Excerpt
>> START

OPINION
{¶ 1} Defendant-appellant George A. Kilgore appeals his conviction and sentence for one count of breaking and entering, a violation of R.C. §
2911.13(A), a fifth degree felony.
{¶ 2} On April 17, 2007, Kilgore was charged by indictment with one count of breaking and entering. Kilgore was arraigned on April 19, 2007, stood mute, and the trial court
entered a not guilty plea on his behalf. Following a jury trial which began on June 4, 2007, and concluded on June 6, 2007, Kilgore was found guilty of the sole count in the indictment. On June 7, 2007, the trial court sentenced Kilgore to ten months imprisonment. Kilgore filed a timely notice of appeal with this Court on June 25, 2007.

>> END

Data listing
>> START

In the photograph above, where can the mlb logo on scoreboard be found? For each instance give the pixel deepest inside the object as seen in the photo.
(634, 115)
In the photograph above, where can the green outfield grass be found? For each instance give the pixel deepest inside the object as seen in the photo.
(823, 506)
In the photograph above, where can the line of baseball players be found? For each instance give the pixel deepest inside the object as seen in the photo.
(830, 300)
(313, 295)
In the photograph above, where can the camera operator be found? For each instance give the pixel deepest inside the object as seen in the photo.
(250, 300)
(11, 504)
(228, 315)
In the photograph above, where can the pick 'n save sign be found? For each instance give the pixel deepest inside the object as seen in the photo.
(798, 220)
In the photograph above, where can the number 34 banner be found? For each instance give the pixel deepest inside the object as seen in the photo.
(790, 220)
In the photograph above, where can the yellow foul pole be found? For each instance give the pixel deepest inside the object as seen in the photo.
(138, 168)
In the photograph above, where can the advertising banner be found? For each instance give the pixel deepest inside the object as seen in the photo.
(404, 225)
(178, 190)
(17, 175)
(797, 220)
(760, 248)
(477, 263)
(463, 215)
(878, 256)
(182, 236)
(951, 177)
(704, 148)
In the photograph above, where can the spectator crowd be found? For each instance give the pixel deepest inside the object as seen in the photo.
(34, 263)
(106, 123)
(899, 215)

>> END

What the exercise asks
Continue the court opinion above on the breaking-and-entering appeal, starting right after its last sentence.

Answer below
I {¶ 3} The incident which forms the basis of this appeal occurred at 137 East Helena Street in Dayton on Saturday, March 24, 2007, at approximately 11:00 a.m. Two businesses are located at that address, Dayton Windustrial Co. and Serva-Tool, and both businesses were open on the Saturday in question. Dayton Police were called after Kris Jackson, the owner of Serva-Tool, discovered Kilgore hiding behind a desk in the front office area of Dayton Windustrial Co. which occupies the majority of the building, including the main office area in the front of building. Mrs. Jackson testified that she asked the individual, whom she later identified as Kilgore, what he was doing in the office. Mrs. Jackson testified that Kilgore told her that he was looking for a job and asked if he could get an application. Mrs. Jackson stated that they were not currently hiring but that Kilgore should go and speak with her husband, Gregory Jackson, the owner of Dayton Windustrial. She then directed Kilgore to go and speak with Mr. Jackson in the warehouse section of the building.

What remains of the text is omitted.